• Excerpted passage
>> BEGIN
The most common rule broken however, and the one that is most distracting for audience members and actors alike, is the cell phone rule. Not just cell phones going off loudly when they should be on silent, but audience members texting during the show (for which Patti LuPone has no problem snatching the phone from you), accepting phone calls during the show (seriously?), and even trying to get in a quick charge on the shows set before the performance begins (even if it does look like a real outlet, it’s not. That’s the magic of a great scenic designer/technical director, my friend).
>> END
• Supplied material
>> BEGIN
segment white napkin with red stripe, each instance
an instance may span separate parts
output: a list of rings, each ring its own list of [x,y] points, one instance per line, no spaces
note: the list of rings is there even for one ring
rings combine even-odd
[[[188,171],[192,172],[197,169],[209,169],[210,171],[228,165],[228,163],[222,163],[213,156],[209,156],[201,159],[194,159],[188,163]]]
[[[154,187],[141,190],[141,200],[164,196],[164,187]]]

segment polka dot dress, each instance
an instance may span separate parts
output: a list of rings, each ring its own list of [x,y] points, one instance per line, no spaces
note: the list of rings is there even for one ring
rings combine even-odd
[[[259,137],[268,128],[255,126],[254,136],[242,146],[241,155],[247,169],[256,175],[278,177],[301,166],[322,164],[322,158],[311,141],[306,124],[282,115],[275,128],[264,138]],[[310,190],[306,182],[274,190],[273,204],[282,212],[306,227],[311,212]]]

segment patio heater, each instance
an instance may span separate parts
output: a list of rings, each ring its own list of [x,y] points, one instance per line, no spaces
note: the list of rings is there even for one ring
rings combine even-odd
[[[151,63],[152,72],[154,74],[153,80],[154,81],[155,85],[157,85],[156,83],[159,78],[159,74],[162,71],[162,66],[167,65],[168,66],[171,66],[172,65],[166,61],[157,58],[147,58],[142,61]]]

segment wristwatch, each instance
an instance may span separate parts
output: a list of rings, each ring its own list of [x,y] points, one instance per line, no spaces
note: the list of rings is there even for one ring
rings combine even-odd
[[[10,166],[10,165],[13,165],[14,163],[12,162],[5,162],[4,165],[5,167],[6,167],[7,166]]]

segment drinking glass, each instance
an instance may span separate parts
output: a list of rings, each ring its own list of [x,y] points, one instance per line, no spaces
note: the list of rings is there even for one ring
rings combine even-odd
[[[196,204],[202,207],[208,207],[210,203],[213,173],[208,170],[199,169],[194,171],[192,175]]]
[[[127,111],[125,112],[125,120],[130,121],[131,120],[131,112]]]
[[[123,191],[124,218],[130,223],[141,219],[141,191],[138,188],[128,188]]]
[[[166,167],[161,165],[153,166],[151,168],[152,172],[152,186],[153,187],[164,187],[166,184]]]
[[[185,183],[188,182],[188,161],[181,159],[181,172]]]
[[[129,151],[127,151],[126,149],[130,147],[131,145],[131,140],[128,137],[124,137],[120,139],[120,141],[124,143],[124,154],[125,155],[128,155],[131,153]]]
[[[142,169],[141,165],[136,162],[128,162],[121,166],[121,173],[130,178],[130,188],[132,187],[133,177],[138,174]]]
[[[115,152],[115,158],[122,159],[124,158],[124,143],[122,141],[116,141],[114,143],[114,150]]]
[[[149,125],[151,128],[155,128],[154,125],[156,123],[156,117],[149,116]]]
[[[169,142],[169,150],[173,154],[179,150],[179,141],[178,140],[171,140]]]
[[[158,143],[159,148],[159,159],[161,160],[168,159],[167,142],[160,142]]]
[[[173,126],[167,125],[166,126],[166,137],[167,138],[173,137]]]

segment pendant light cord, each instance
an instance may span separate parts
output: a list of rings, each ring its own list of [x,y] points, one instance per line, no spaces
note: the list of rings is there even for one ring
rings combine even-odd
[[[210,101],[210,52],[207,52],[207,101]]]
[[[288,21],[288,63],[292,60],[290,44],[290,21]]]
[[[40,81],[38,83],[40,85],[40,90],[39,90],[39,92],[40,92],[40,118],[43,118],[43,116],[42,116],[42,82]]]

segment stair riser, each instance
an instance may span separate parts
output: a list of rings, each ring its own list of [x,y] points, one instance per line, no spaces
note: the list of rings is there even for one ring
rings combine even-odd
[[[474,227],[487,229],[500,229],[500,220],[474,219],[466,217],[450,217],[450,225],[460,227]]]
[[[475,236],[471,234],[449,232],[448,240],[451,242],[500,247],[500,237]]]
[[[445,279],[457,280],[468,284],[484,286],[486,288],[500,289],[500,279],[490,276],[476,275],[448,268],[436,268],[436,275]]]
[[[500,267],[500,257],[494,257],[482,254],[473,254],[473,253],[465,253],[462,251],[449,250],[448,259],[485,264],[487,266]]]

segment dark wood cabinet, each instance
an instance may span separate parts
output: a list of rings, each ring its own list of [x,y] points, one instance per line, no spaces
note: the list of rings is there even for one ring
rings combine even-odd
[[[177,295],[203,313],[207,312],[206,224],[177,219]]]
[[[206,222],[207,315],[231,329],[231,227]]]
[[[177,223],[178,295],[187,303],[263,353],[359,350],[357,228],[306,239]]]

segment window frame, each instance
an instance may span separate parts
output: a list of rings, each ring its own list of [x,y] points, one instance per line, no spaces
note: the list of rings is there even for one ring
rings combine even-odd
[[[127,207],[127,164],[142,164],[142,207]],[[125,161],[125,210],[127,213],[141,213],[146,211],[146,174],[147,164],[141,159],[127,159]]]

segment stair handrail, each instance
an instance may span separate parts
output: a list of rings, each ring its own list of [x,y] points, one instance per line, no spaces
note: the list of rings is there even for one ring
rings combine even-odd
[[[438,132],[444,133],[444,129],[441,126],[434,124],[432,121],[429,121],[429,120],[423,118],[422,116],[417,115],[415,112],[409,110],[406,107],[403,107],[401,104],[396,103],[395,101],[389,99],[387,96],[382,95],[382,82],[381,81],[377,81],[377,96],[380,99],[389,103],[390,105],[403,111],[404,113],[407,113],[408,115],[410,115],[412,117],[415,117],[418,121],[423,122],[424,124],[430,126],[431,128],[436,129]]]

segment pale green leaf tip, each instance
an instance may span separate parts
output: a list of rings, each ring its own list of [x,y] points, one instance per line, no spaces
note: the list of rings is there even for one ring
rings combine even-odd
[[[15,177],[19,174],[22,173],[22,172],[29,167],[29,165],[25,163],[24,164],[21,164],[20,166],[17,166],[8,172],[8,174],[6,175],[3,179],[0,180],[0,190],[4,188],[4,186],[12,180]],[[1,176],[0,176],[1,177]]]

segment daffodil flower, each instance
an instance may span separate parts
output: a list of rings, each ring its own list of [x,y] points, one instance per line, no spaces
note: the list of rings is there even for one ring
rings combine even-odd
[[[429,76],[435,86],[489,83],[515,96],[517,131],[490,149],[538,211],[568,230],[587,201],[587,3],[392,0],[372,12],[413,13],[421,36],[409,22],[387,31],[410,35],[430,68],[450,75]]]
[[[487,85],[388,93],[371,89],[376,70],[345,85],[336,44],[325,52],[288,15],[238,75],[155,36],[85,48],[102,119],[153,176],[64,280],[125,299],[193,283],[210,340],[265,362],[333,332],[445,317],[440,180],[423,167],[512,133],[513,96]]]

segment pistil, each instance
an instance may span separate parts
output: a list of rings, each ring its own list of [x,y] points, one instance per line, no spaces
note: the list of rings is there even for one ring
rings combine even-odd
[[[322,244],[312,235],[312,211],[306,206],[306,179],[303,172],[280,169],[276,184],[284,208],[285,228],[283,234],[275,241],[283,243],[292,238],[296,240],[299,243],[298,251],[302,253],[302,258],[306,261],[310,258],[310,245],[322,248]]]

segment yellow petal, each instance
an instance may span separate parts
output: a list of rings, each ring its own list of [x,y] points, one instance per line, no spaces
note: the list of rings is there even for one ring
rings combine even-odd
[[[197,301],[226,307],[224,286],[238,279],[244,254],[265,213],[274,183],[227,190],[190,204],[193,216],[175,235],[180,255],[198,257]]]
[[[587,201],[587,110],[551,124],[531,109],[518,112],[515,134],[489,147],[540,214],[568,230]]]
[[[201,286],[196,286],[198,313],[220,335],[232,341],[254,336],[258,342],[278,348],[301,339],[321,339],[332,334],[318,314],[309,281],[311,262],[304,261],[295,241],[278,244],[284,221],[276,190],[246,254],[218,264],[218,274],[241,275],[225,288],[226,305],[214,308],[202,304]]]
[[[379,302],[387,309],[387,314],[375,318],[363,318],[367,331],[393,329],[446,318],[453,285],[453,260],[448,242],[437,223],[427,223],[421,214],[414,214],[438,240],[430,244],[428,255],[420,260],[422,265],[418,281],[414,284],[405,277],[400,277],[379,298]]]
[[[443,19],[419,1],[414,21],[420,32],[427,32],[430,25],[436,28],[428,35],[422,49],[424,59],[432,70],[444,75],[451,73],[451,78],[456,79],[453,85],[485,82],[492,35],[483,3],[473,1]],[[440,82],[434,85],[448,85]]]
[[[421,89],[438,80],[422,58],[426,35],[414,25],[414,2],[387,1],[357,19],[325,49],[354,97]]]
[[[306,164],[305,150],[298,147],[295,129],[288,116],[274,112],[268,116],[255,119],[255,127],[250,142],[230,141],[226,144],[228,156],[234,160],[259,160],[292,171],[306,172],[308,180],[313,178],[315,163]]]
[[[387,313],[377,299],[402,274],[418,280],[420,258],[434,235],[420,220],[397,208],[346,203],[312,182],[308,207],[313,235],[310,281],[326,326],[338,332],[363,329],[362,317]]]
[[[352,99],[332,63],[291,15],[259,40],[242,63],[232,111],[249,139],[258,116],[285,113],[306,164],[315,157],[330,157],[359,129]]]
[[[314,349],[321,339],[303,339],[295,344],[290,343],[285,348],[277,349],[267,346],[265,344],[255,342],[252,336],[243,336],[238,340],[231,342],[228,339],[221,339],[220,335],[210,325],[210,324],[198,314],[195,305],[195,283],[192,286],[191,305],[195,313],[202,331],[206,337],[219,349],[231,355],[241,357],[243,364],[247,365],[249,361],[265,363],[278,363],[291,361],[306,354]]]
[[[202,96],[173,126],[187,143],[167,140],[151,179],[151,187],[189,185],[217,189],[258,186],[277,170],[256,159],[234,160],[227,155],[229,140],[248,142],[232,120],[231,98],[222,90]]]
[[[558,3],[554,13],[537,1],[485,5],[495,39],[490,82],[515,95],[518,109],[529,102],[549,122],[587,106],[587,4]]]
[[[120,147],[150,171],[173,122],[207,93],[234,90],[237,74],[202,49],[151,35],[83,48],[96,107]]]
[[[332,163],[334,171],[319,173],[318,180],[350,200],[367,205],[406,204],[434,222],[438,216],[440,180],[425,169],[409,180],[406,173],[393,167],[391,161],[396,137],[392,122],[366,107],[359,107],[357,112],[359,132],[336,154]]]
>> END
• Requirement A
Please translate this sentence from the theater passage into Spanish: "The most common rule broken however, and the one that is most distracting for audience members and actors alike, is the cell phone rule."
• Requirement B
Return every line of the records that contains the string "stair".
The theater passage and the records are unrelated.

• Finished answer A
Sin embargo, la regla que más se incumple, y la que más distrae tanto al público como a los actores, es la regla del teléfono celular.

• Finished answer B
segment stair riser, each instance
segment stair handrail, each instance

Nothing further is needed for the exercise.